[WHAT TO PRODUCE]
Write out every one of the following entries word for word, changing nothing.
▬▬▬▬▬▬▬▬▬▬
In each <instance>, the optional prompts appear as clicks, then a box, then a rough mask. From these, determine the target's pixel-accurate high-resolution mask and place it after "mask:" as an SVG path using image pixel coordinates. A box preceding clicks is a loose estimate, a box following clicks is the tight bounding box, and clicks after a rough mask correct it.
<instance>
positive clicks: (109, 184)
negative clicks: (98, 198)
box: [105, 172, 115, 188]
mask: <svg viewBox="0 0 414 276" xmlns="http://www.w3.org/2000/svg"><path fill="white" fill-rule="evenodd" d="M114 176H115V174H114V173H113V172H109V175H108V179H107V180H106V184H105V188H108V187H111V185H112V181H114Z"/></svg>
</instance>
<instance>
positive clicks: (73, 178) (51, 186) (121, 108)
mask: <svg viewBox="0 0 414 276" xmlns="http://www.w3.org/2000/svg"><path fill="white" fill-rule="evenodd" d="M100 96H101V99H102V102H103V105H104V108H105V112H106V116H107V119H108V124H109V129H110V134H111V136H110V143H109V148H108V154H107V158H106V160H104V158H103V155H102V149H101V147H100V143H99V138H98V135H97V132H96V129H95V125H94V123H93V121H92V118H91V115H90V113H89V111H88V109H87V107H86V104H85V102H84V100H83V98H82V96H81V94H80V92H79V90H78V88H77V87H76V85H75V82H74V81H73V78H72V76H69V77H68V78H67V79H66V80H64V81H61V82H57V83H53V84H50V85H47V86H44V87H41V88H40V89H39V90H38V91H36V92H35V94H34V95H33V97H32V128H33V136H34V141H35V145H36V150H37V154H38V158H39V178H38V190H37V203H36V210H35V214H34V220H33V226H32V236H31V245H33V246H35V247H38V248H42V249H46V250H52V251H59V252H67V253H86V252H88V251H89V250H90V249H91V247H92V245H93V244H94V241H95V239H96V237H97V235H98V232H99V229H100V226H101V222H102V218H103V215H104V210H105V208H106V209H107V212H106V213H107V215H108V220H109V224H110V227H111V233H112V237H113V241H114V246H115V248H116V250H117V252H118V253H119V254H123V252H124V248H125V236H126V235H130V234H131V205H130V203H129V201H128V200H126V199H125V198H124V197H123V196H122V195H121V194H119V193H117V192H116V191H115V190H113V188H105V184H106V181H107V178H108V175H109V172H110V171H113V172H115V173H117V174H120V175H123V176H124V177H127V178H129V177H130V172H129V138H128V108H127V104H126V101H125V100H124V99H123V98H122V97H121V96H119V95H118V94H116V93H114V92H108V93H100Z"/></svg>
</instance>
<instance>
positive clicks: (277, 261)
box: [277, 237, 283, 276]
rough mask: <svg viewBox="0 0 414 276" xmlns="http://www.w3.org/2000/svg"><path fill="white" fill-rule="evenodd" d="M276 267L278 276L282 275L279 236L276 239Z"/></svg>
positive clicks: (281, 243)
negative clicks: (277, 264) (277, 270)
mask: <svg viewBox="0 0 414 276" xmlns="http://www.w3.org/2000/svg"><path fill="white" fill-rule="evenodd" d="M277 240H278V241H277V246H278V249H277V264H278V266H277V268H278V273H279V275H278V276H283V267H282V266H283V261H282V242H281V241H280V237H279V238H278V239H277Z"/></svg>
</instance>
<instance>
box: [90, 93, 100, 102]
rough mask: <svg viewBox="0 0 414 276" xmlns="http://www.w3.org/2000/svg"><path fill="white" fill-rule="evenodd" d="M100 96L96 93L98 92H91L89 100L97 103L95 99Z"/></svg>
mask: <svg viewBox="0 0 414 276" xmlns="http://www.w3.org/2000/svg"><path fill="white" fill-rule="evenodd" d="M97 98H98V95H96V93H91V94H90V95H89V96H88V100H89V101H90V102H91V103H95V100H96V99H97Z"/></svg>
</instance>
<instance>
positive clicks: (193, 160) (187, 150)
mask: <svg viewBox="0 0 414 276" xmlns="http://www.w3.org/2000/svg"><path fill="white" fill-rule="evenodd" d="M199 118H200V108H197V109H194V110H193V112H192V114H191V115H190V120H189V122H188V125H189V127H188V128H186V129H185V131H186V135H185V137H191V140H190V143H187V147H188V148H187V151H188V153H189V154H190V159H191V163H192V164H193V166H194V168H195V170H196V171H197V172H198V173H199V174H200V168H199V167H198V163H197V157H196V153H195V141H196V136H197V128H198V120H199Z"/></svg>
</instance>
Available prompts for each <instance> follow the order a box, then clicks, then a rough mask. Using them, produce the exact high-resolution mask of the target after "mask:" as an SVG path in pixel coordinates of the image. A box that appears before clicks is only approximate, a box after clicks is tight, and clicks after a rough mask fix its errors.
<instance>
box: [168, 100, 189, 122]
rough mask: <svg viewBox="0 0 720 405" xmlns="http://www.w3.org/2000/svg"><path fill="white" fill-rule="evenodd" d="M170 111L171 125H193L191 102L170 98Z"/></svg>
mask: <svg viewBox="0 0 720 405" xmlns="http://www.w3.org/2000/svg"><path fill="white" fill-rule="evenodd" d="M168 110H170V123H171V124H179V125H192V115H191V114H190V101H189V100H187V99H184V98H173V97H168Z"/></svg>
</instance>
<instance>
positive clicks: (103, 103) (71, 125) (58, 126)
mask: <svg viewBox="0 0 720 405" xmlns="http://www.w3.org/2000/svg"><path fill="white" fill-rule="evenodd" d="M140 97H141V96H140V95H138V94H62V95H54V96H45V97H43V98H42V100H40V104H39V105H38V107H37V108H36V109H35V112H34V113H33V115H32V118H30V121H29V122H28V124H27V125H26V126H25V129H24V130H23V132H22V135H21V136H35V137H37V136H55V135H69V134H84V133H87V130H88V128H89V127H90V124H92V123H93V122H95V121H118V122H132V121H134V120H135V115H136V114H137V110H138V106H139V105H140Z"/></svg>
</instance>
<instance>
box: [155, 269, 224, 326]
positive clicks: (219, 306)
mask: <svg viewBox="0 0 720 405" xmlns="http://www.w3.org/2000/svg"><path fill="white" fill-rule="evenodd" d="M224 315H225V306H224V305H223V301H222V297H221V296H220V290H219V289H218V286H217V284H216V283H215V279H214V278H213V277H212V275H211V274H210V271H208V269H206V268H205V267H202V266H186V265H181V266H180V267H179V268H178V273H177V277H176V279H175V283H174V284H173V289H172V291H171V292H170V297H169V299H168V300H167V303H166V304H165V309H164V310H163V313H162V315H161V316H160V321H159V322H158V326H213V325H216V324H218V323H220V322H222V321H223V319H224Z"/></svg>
▬▬▬▬▬▬▬▬▬▬
[EXERCISE RESPONSE]
In each <instance>, the optional prompts appear as clicks, then a box, then a rough mask. From these, determine the target's pixel-accurate high-resolution mask and place it after "mask:" as an SVG path using image pixel coordinates. A box preceding clicks is a loose estimate, a box following clicks is the tight bounding box, and clicks after a rough mask correct it.
<instance>
positive clicks: (109, 184)
negative clicks: (98, 198)
box: [105, 172, 115, 188]
mask: <svg viewBox="0 0 414 276" xmlns="http://www.w3.org/2000/svg"><path fill="white" fill-rule="evenodd" d="M114 176H115V174H114V173H113V172H109V175H108V179H107V180H106V184H105V188H108V187H111V185H112V181H114Z"/></svg>
</instance>
<instance>
positive clicks: (73, 178) (51, 186) (121, 108)
mask: <svg viewBox="0 0 414 276" xmlns="http://www.w3.org/2000/svg"><path fill="white" fill-rule="evenodd" d="M100 96H101V99H102V102H103V105H104V108H105V112H106V116H107V119H108V124H109V129H110V134H111V136H110V143H109V148H108V154H107V158H106V160H104V158H103V155H102V149H101V147H100V143H99V138H98V135H97V132H96V129H95V125H94V123H93V121H92V118H91V115H90V113H89V111H88V109H87V107H86V104H85V102H84V100H83V98H82V96H81V94H80V92H79V90H78V88H77V87H76V85H75V82H74V81H73V78H72V76H69V77H68V78H67V79H66V80H64V81H61V82H57V83H53V84H50V85H47V86H44V87H41V88H40V89H39V90H38V91H36V92H35V94H34V95H33V97H32V128H33V136H34V141H35V145H36V150H37V154H38V158H39V178H38V190H37V203H36V210H35V214H34V220H33V226H32V236H31V245H33V246H35V247H38V248H42V249H46V250H52V251H59V252H67V253H86V252H88V251H89V250H90V249H91V247H92V245H93V244H94V241H95V239H96V237H97V235H98V232H99V229H100V226H101V222H102V218H103V215H104V210H105V208H106V209H107V212H106V213H107V215H108V220H109V224H110V227H111V233H112V237H113V241H114V246H115V248H116V250H117V252H118V253H119V254H123V252H124V248H125V236H126V235H130V234H131V205H130V203H129V201H128V200H126V199H125V198H124V197H123V196H122V195H121V194H119V193H117V192H116V191H115V190H113V188H105V184H106V181H107V178H108V175H109V172H110V171H113V172H115V173H117V174H120V175H123V176H124V177H127V178H129V177H130V172H129V138H128V108H127V104H126V101H125V100H124V99H123V98H122V97H121V96H119V95H118V94H116V93H114V92H108V93H100Z"/></svg>
</instance>
<instance>
positive clicks: (277, 261)
box: [277, 237, 283, 276]
rough mask: <svg viewBox="0 0 414 276" xmlns="http://www.w3.org/2000/svg"><path fill="white" fill-rule="evenodd" d="M276 267L278 276L282 275L279 236L276 239Z"/></svg>
positive clicks: (281, 243)
negative clicks: (277, 264) (277, 270)
mask: <svg viewBox="0 0 414 276" xmlns="http://www.w3.org/2000/svg"><path fill="white" fill-rule="evenodd" d="M277 240H278V241H277V246H278V249H277V264H278V266H277V268H278V273H279V275H278V276H283V267H282V266H283V261H282V242H281V241H280V237H279V238H278V239H277Z"/></svg>
</instance>
<instance>
box: [90, 93, 100, 102]
rough mask: <svg viewBox="0 0 414 276" xmlns="http://www.w3.org/2000/svg"><path fill="white" fill-rule="evenodd" d="M100 96L96 93L98 92H91L89 100L97 103L95 99Z"/></svg>
mask: <svg viewBox="0 0 414 276" xmlns="http://www.w3.org/2000/svg"><path fill="white" fill-rule="evenodd" d="M97 98H98V95H96V93H91V94H90V95H89V96H88V100H89V101H90V102H91V103H95V100H96V99H97Z"/></svg>
</instance>
<instance>
positive clicks: (193, 160) (187, 150)
mask: <svg viewBox="0 0 414 276" xmlns="http://www.w3.org/2000/svg"><path fill="white" fill-rule="evenodd" d="M199 118H200V108H197V109H194V110H193V112H192V114H191V115H190V120H189V122H188V125H189V127H188V128H186V129H185V131H186V135H185V137H191V140H190V143H187V147H188V148H187V151H188V153H189V154H190V159H191V163H192V164H193V166H194V168H195V170H196V171H197V172H198V173H199V174H200V168H199V167H198V163H197V157H196V153H195V141H196V136H197V128H198V120H199Z"/></svg>
</instance>
Available prompts for each <instance> follow the order a box, then clicks, then a rough mask. Using them, produce the exact high-resolution mask of the target after "mask:" as an SVG path in pixel coordinates of the image. A box that appears before clicks is only approximate, a box after clicks is tight, and clicks after a rough mask fix its errors.
<instance>
box: [168, 100, 189, 122]
rough mask: <svg viewBox="0 0 720 405" xmlns="http://www.w3.org/2000/svg"><path fill="white" fill-rule="evenodd" d="M170 111L171 125H193L191 102L170 98Z"/></svg>
mask: <svg viewBox="0 0 720 405" xmlns="http://www.w3.org/2000/svg"><path fill="white" fill-rule="evenodd" d="M168 110H170V123H171V124H179V125H192V115H191V114H190V101H189V100H187V99H184V98H173V97H168Z"/></svg>
</instance>
<instance>
positive clicks: (103, 103) (71, 125) (58, 126)
mask: <svg viewBox="0 0 720 405" xmlns="http://www.w3.org/2000/svg"><path fill="white" fill-rule="evenodd" d="M140 97H141V96H140V95H138V94H62V95H54V96H45V97H43V98H42V100H40V104H39V105H38V107H37V108H36V109H35V112H34V113H33V115H32V118H30V121H29V122H28V124H27V125H26V126H25V129H24V130H23V132H22V135H21V136H35V137H37V136H55V135H69V134H84V133H87V130H88V128H89V127H90V124H92V123H93V122H95V121H118V122H132V121H134V120H135V115H136V114H137V110H138V106H139V105H140Z"/></svg>
</instance>
<instance>
box: [155, 269, 224, 326]
positive clicks: (219, 306)
mask: <svg viewBox="0 0 720 405" xmlns="http://www.w3.org/2000/svg"><path fill="white" fill-rule="evenodd" d="M224 315H225V306H224V305H223V301H222V297H221V296H220V290H219V289H218V286H217V284H216V283H215V279H214V278H213V277H212V275H211V274H210V271H208V269H206V268H205V267H202V266H186V265H181V266H180V267H179V268H178V273H177V277H176V279H175V283H174V284H173V289H172V291H171V292H170V297H169V299H168V300H167V303H166V304H165V309H164V310H163V313H162V315H161V316H160V321H159V322H158V326H213V325H216V324H218V323H220V322H222V321H223V319H224Z"/></svg>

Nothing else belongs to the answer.